Stored dataset items:
────────

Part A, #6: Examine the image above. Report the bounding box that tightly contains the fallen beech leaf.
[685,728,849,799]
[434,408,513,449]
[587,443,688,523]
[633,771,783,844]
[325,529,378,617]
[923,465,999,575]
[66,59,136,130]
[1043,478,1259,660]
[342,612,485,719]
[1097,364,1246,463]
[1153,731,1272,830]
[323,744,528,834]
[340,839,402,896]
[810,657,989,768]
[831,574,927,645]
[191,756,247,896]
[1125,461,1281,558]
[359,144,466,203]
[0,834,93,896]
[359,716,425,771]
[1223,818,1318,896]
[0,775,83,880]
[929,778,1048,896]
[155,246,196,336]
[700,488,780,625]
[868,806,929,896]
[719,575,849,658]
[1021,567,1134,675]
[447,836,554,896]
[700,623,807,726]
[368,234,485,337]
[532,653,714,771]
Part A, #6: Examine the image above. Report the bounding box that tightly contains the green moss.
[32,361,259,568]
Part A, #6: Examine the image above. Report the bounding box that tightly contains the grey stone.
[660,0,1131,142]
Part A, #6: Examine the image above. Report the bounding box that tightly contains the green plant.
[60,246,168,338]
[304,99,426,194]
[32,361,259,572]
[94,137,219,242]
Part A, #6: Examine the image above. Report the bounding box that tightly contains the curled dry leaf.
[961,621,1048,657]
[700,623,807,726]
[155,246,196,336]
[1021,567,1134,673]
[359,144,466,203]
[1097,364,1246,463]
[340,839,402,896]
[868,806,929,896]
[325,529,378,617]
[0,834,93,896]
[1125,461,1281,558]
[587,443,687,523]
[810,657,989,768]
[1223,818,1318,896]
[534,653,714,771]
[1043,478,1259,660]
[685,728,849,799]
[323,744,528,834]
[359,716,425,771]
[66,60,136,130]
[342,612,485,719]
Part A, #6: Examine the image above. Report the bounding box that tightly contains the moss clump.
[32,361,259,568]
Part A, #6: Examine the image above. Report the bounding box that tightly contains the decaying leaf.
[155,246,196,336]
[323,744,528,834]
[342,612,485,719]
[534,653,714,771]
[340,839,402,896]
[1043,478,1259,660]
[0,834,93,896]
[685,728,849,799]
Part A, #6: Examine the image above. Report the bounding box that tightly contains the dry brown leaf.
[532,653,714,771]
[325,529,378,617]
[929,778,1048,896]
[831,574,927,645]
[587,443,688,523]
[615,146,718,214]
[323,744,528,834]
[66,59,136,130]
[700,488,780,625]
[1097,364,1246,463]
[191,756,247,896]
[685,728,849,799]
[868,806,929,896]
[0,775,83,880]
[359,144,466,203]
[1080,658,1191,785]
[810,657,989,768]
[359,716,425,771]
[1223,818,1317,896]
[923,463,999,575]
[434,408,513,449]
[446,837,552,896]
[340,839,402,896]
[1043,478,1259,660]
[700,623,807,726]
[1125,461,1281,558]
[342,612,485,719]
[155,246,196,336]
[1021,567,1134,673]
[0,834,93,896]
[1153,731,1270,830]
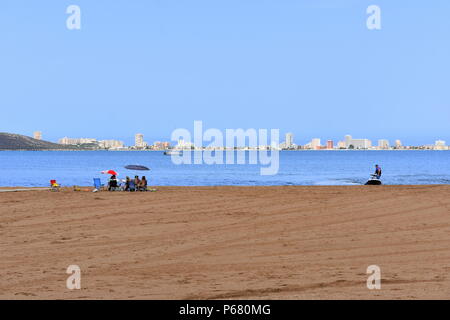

────────

* REQUIREMENT *
List every line above that contains the word "moss".

* EXERCISE RESPONSE *
Part A, #6: Examine the image above. Report the bounding box that tightly contains the green moss.
Part A, #6: Examine the image above. Report the bounding box that tightly contains the moss clump.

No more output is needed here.